━━━ EXTRACTED RECORDS

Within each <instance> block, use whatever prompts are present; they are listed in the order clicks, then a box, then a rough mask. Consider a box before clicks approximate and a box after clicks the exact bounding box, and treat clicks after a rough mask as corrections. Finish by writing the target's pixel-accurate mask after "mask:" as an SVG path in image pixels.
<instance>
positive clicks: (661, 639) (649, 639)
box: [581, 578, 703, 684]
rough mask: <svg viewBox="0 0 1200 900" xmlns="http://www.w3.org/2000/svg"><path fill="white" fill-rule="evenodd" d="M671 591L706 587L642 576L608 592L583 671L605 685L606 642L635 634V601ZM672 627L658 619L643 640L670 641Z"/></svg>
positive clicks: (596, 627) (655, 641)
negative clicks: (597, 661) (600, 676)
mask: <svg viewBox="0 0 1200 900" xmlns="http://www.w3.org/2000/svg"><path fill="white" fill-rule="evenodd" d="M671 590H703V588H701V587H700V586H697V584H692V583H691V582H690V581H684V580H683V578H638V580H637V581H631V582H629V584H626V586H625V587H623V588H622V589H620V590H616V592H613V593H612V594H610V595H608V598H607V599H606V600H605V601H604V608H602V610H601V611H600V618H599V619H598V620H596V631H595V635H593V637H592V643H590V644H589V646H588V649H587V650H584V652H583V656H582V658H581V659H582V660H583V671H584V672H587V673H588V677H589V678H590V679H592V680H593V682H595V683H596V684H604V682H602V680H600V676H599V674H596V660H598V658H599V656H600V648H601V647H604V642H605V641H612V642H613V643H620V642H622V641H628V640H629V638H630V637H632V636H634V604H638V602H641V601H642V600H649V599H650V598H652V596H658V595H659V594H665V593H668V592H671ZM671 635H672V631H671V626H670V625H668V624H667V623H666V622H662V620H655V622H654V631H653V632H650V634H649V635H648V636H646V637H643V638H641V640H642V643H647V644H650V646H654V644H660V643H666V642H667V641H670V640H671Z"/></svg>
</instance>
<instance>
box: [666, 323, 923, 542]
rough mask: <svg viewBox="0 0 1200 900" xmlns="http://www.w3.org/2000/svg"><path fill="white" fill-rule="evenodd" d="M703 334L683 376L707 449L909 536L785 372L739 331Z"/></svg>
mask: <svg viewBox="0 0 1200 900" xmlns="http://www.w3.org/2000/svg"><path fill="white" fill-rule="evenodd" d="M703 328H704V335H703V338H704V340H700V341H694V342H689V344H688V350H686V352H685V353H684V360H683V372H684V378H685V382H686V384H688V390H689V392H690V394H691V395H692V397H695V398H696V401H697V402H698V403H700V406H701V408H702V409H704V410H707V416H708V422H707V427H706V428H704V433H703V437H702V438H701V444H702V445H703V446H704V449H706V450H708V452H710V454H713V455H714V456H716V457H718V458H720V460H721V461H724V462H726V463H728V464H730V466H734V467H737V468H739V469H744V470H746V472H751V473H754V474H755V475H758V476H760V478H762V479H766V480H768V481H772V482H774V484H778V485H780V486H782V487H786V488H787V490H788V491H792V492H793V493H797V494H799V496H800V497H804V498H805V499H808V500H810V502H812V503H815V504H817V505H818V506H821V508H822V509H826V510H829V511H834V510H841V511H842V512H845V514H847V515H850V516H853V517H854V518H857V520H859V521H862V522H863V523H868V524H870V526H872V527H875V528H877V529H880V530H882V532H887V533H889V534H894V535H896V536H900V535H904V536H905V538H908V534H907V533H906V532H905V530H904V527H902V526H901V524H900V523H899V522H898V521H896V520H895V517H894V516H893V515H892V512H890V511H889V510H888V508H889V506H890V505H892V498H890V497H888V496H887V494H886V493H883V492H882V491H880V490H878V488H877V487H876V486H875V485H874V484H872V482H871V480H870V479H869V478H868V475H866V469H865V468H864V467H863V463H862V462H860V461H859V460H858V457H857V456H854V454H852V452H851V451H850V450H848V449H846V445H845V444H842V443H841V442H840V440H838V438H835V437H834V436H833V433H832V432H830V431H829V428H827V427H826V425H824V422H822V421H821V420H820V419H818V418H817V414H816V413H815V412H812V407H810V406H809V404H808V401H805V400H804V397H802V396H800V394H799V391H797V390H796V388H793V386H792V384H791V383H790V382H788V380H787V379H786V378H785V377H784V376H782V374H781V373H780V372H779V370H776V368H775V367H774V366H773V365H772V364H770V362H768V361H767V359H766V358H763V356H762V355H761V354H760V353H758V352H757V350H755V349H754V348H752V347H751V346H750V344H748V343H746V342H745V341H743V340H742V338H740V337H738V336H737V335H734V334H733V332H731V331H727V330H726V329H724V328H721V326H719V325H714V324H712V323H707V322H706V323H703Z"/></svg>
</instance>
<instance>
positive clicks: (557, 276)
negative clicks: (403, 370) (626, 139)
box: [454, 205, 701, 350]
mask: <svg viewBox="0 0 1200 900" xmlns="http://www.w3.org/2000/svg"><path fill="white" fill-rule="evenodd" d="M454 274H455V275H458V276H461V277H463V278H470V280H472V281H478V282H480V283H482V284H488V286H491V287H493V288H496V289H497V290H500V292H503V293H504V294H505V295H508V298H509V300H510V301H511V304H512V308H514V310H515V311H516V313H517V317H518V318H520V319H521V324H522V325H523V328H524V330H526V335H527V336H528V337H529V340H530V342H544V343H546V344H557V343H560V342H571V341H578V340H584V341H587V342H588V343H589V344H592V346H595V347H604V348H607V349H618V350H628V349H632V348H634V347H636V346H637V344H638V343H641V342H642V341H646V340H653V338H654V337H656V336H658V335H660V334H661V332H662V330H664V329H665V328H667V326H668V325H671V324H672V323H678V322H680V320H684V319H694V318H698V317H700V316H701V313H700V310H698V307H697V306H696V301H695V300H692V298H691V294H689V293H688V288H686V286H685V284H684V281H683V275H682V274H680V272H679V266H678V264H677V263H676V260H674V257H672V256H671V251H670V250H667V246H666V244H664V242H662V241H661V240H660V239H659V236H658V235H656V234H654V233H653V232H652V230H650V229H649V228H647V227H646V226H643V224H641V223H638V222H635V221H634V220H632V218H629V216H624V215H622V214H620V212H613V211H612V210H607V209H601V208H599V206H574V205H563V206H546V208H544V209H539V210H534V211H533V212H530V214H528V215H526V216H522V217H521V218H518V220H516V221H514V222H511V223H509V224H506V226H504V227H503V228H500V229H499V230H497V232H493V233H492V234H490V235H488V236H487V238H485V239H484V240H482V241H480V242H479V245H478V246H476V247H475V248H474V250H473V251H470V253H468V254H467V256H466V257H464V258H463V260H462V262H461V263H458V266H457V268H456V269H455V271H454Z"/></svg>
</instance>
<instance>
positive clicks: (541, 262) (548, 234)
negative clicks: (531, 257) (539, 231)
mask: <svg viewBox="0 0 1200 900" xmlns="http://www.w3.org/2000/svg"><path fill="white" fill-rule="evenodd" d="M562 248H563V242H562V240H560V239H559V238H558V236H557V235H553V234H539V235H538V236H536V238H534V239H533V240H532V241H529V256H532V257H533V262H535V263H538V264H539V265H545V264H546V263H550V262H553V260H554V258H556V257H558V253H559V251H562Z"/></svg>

━━━━━━

> **WHAT IS BEING ASKED**:
Could you print the records above, starting with their first line and going on through the line with "positive clicks: (596, 627) (655, 641)", both of those lines included and every character left unchanged?

> **OUTPUT FOR THIS EXERCISE**:
Within each <instance> block, use whatever prompts are present; they are listed in the order clicks, then a box, then a rough mask. Consider a box before clicks approximate and a box after clicks the exact bounding box, and treat clicks after a rough mask as corrections. Finish by writing the target's pixel-accurate mask after "mask:" as an SVG path in image pixels.
<instance>
positive clicks: (661, 639) (649, 639)
box: [581, 578, 703, 684]
rough mask: <svg viewBox="0 0 1200 900" xmlns="http://www.w3.org/2000/svg"><path fill="white" fill-rule="evenodd" d="M671 591L706 587L642 576L608 592L583 671L605 685L606 642L635 634V601ZM672 627L658 619L643 640L670 641Z"/></svg>
positive clicks: (596, 627) (655, 641)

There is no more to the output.